Task details:
Rewrite the records below as a Markdown table with two columns, Row and Line. Give each non-blank line its own numbered row, and leave the pictures out.

Data supplied:

■ ■ ■

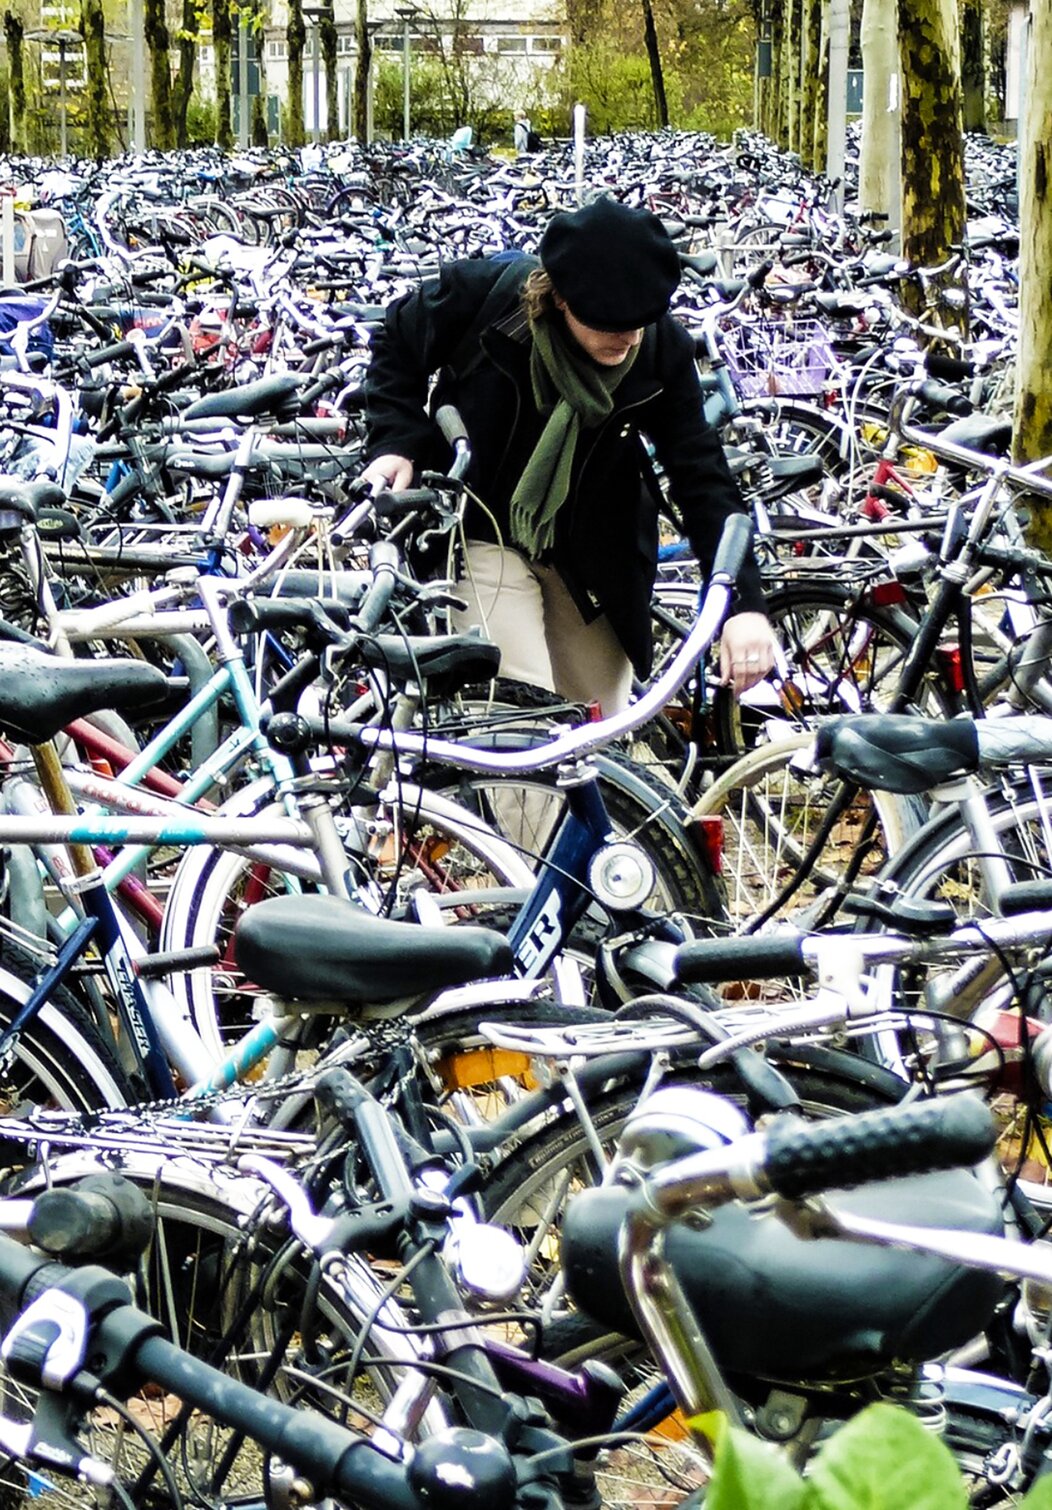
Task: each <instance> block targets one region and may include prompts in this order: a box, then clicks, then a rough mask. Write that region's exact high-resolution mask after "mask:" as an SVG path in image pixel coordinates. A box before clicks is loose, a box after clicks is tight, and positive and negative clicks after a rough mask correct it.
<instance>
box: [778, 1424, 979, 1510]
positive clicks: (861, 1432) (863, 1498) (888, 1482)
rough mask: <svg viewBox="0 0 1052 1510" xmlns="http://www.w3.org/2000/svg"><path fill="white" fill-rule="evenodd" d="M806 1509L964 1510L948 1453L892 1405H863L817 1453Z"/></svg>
mask: <svg viewBox="0 0 1052 1510" xmlns="http://www.w3.org/2000/svg"><path fill="white" fill-rule="evenodd" d="M806 1504H807V1510H904V1507H906V1505H909V1510H966V1505H967V1495H966V1492H964V1484H963V1481H961V1477H960V1472H958V1469H957V1463H955V1462H954V1459H952V1454H951V1453H949V1450H948V1448H946V1447H945V1444H943V1442H940V1441H939V1439H937V1438H934V1436H931V1433H930V1431H925V1430H924V1427H922V1425H921V1422H919V1421H918V1419H916V1418H915V1416H912V1415H910V1413H909V1410H903V1409H900V1407H898V1406H886V1404H875V1406H868V1407H866V1409H865V1410H863V1412H862V1413H860V1415H857V1416H856V1418H854V1419H853V1421H848V1424H847V1425H845V1427H842V1428H841V1430H839V1431H838V1433H836V1435H835V1436H832V1438H830V1439H829V1442H826V1445H824V1447H823V1450H821V1451H820V1453H818V1456H817V1459H815V1463H814V1468H812V1469H811V1474H809V1477H807V1501H806Z"/></svg>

■ ■ ■

Task solution:
| Row | Line |
|---|---|
| 1 | Task: each <instance> block targets one region and may include prompts in this order: a box, then clicks, then a rough mask. Write that region's exact high-resolution mask after "mask:" as an SVG path in image pixel coordinates. A box before clicks is loose, a box after clicks is tight, and positive and negative clicks after a rough mask correct it. |
| 2 | <instance> |
| 3 | box: [778, 1424, 979, 1510] |
| 4 | positive clicks: (861, 1432) (863, 1498) (888, 1482) |
| 5 | rough mask: <svg viewBox="0 0 1052 1510" xmlns="http://www.w3.org/2000/svg"><path fill="white" fill-rule="evenodd" d="M806 1509L964 1510L948 1453L892 1405H863L817 1453Z"/></svg> |
| 6 | mask: <svg viewBox="0 0 1052 1510" xmlns="http://www.w3.org/2000/svg"><path fill="white" fill-rule="evenodd" d="M806 1504H807V1510H904V1507H906V1505H909V1510H966V1505H967V1495H966V1492H964V1484H963V1481H961V1477H960V1472H958V1469H957V1463H955V1462H954V1459H952V1454H951V1453H949V1450H948V1448H946V1447H945V1444H943V1442H940V1441H939V1439H937V1438H934V1436H931V1433H930V1431H925V1430H924V1427H922V1425H921V1422H919V1421H918V1419H916V1418H915V1416H912V1415H910V1413H909V1410H903V1409H900V1407H898V1406H886V1404H875V1406H868V1407H866V1409H865V1410H863V1412H862V1413H860V1415H857V1416H856V1418H854V1419H853V1421H848V1424H847V1425H845V1427H842V1428H841V1430H839V1431H838V1433H836V1435H835V1436H832V1438H830V1439H829V1442H826V1445H824V1447H823V1450H821V1451H820V1453H818V1456H817V1459H815V1463H814V1468H812V1469H811V1474H809V1477H807V1501H806Z"/></svg> |